:: Text provided ::

The co-op is dedicated to selecting sustainably produced and wholesome foods that are organic when possible and preferably sourced locally. The local part means things that are not brought on the UNFI truck or shipped from Azure.

I find myself wondering how to make choices. Sometimes a fine local product is available but in order to get the version with the organic label it has to be shipped halfway around the world. Many people have expressed the idea that the co-op should select products that are local or regional first and U.S. or North American next, and generally avoid items that come from afar, especially if the conditions of production might be questionable. I have in the past posted a sheet near the wrapping counter along with cut off labels when possible to make source information known regarding the bulk items that are packaged in the store–usually snack items and fruits and nuts. All of those items are certified organic, but at least half of them come from very far away beyond oceans, often from places where organic inspection is not reliable. Occasionally one of these bulk items turns out to be unpleasantly stale.

As far as local items for the co-op are concerned, for the last two years I’ve made every effort to be personally acquainted with our apples in the stem and carrots in the root, our meat on the hoof and our honey in its buzz. I know my own eggs in their feather and my milk in the moo, but getting acquainted with those items brought by truck to the co-op is nearly impossible.

:::

To do ▸
A - In the co-op sourcing text, name the local co-op foods the writer has tried to know personally over the last two years.
B - Continue the co-op sourcing text from its last sentence.

:: Collected material ::

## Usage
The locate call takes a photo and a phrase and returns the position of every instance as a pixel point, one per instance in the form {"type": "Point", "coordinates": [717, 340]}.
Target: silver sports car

:::

Written answers ▸
A - Apples, carrots, meat, honey

B -
Last week Anna and I made an excursion to Skagit Valley to see what we could find. We visited Golden Glen Creamery in Bow-Edison, a regular old family dairy farm that offers cream-top milk in glass bottles, their own butter and cheeses, and eggs from hens that scratch in the garden behind the office. Please look at their website and consider how the co-op should think about carrying these products: http://www.goldenglencreamery.com/ I’ll have to make a longer visit to ask more questions, actually meet those cows and chickens, and taste the products before I can give any solid information. In general I think I would prefer their unhomogenized small batch pasteurized milk in glass to O.V.’s much transported and comingled product in waxed cartons. I’d choose eggs from a flock I can count over the Wilcox eggs we now carry, which, while certified organic, come from a flock of 800,000 hens in large buildings in Roy, Washington. Others will have different ideas and I’d like to hear what they have to say.

We also visited Pleasant Valley Farm and brought home pickles and kraut from right there where they were born in Laconner rather than from vegetables sourced in India. They are delicious but mass produced, without organic claims or certification. Some will disapprove; for others, local sometimes trumps organic, especially when the carbon footprint is considered.

And we visited the IGFC store and plant in Bow where our island-grown meat that is slaughtered on farm by the mobile USDA truck is butchered and packaged for us–just so I could complete the picture.

The more feedback I get the easier it is for me to decide what I should bring to the co-op and what I should pass up. Please add to this conversation and chat with me when we’re in the co-op so I can get a sense of what people want in the store.

Thanks for the input!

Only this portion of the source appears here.